PROBLEM TO SOLVE ::
I'd like the entries that follow repeated exactly, with the pictures left out.

EXTRACTED ENTRIES ::
○ ○ ○ ○

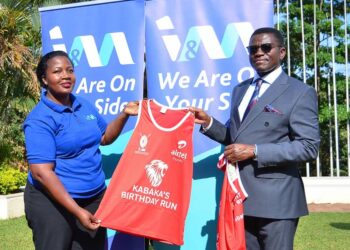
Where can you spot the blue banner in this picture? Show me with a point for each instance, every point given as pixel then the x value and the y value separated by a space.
pixel 196 53
pixel 105 40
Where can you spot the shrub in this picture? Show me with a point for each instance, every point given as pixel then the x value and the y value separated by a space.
pixel 11 179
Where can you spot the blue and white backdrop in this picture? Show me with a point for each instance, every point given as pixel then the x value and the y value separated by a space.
pixel 195 54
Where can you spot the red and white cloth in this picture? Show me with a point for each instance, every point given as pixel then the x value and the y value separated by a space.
pixel 150 190
pixel 231 234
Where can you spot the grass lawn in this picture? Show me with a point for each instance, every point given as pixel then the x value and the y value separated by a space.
pixel 323 231
pixel 318 231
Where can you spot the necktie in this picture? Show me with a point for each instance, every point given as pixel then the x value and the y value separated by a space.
pixel 254 98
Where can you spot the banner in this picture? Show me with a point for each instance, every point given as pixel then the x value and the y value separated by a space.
pixel 196 53
pixel 105 40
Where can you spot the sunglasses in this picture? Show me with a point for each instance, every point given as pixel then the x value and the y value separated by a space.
pixel 265 47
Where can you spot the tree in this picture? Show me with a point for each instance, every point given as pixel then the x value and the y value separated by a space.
pixel 324 66
pixel 18 87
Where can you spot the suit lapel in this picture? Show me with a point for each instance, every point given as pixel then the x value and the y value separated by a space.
pixel 237 98
pixel 273 92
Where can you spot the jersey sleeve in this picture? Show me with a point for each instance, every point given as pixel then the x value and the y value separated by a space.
pixel 39 142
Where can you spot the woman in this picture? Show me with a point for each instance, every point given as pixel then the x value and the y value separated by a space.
pixel 66 181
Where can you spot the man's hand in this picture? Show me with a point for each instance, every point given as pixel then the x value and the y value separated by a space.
pixel 88 220
pixel 239 152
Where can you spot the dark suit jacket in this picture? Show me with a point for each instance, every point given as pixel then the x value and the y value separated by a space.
pixel 286 136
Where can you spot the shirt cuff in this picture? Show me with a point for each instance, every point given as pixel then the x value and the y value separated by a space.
pixel 205 129
pixel 256 152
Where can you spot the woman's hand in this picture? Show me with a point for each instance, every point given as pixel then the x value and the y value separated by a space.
pixel 131 108
pixel 201 117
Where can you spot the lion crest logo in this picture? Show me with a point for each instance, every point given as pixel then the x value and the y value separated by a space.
pixel 155 171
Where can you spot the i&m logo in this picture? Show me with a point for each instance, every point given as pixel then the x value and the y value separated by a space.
pixel 206 36
pixel 114 43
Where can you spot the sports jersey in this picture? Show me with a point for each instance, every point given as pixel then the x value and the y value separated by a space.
pixel 149 192
pixel 231 235
pixel 69 138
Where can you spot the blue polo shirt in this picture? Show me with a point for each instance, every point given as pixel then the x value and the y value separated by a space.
pixel 68 137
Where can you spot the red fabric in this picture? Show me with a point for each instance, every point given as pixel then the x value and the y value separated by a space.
pixel 231 235
pixel 149 192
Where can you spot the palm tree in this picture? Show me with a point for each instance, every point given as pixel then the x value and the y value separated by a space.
pixel 18 86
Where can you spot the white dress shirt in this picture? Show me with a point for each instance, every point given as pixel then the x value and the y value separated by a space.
pixel 267 81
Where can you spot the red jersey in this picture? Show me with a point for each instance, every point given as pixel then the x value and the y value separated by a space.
pixel 231 234
pixel 149 192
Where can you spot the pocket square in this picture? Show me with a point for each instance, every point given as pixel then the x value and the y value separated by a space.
pixel 269 108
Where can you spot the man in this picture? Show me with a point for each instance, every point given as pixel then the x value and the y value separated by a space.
pixel 273 129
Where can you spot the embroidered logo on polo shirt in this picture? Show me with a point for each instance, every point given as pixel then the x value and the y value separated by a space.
pixel 90 117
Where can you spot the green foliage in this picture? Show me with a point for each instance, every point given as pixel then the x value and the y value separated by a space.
pixel 11 179
pixel 323 70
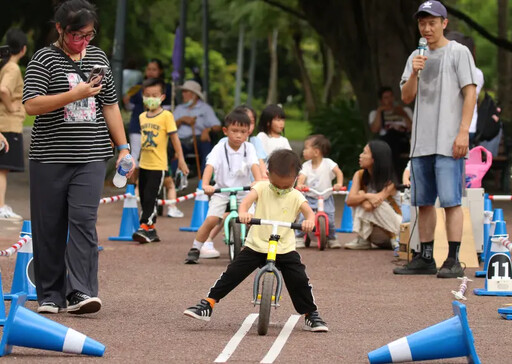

○ ○ ○ ○

COMPLETED EXERCISE ::
Where can you spot the blue banner in this picture? Show me with a point for each instance, every point given as pixel then the x value and the y value separated by a space.
pixel 196 53
pixel 105 40
Where can you spot the shrub in this picture? Show me with a point for each instance, every point given as pixel then the x value and the y value separated by a space.
pixel 11 179
Where can you spot the blue and white backdrop in this picture? Show me with a point for each instance, every point given as pixel then the x value and the y value separated by a space.
pixel 195 54
Where can you spot the red and white cloth in this picture? Show me with a point for each instance, every point given as pixel then the x value and the y value separated by a space.
pixel 150 190
pixel 231 234
Where can you spot the grass lawn in this picture? Show me with a point for each instance, every point given as pixel then the x value and the y value separated by a space.
pixel 323 231
pixel 318 231
Where can you spot the necktie in this picture? Show me with a point for each instance, every point given as pixel then the x value and the y value separated by a space.
pixel 254 98
Where can you spot the banner in this picture? Show me with a point for each instance, every point given as pixel then the x value and the y value separated by a space.
pixel 196 53
pixel 105 40
Where can you spot the sunglasses in this picture? Show me with a point for each instance, every point given as pixel then the x value and the y value separated by a space.
pixel 265 47
Where can you spot the tree in this picture? Show me with a point for each instance, every point given as pixel then the x value and the y value separated by a space.
pixel 324 66
pixel 18 87
Where can you spot the suit lapel in this picture? Show me with a point for each instance, every point given as pixel then the x value and the y value separated by a space.
pixel 237 98
pixel 273 92
Where can you spot the jersey sleeve in this picture? Show me with a point for each instance, every point given as pixel then the x value and the y value separated by a space.
pixel 39 142
Where can you spot the woman in this picture? Show me with a point for each instance, every point given as pixel then the x value and the y value separated by a space.
pixel 66 181
Where can you spot the man's hand in this picture? Show me with a point for each instance, every point given as pixel then the x value and the y value separated by a space.
pixel 88 220
pixel 239 152
Where can you spot the dark suit jacket in this picture? Show me with a point for each instance, every point given as pixel then the x value and the y value separated by a space.
pixel 286 136
Where can you spot the shirt cuff in this picture? Show me with a point for each instance, every point given as pixel then the x value and the y value separated by a space.
pixel 205 129
pixel 256 152
Where can you spot the woman's hand in this picture? Show me with a point for each instance, every point given as pixel then the x value and the y value separated by a space.
pixel 131 108
pixel 201 117
Where can you spot the lion crest logo in this picture? Show me with a point for each instance, every point given as pixel then the x value and the y value separated by a space.
pixel 155 171
Where can you spot the i&m logo in this picture? Show me with a point for each instance, every point given as pixel then the x value and the y value separated by a space.
pixel 206 36
pixel 114 43
Where can you spot the sports jersey in this picture? Show me with a point for each instance, every point given as pixel then the x value and the y value separated by a space.
pixel 149 192
pixel 231 235
pixel 69 138
Where can you spot the blue polo shirt in this picture? Show me with a point for each instance, every point given as pixel then the x value and the y value separated by a space.
pixel 68 137
Where can you spot the red fabric in this picture? Show me with a point for each instance, every point given as pixel then the x value and the y value separated by a space.
pixel 231 235
pixel 149 192
Where can you spot the palm tree in this picture? Show me with a point for each instance, every point given as pixel then the x value and the y value separated by a space.
pixel 18 86
Where can you spot the white dress shirt in this picture? Show me with a point for each instance, every point given as pixel then the x value and the y value separated by a space.
pixel 267 81
Where can you spot the red jersey in this picture? Show me with a point for each instance, every point given as pixel then the x value and the y value separated by a space.
pixel 231 234
pixel 149 192
Where can you spot the pocket square in this picture? Show me with a point for each instance, every point given as pixel then the x value and the y value separated by a space.
pixel 269 108
Where can you spot the man in this picture? Show me with a point for each instance, every point given as pixel then the x value and the y value separated by a space.
pixel 273 129
Where can you spot the embroidered logo on polo shirt in this picture? Show me with a point for each instance, every point given as pixel then the x value and the y value separated by a space.
pixel 90 117
Where can you spot the green foliage in this picture? Show me with a point for each instance, every point given as pixel then the x value and the y value separated by a space.
pixel 11 179
pixel 323 70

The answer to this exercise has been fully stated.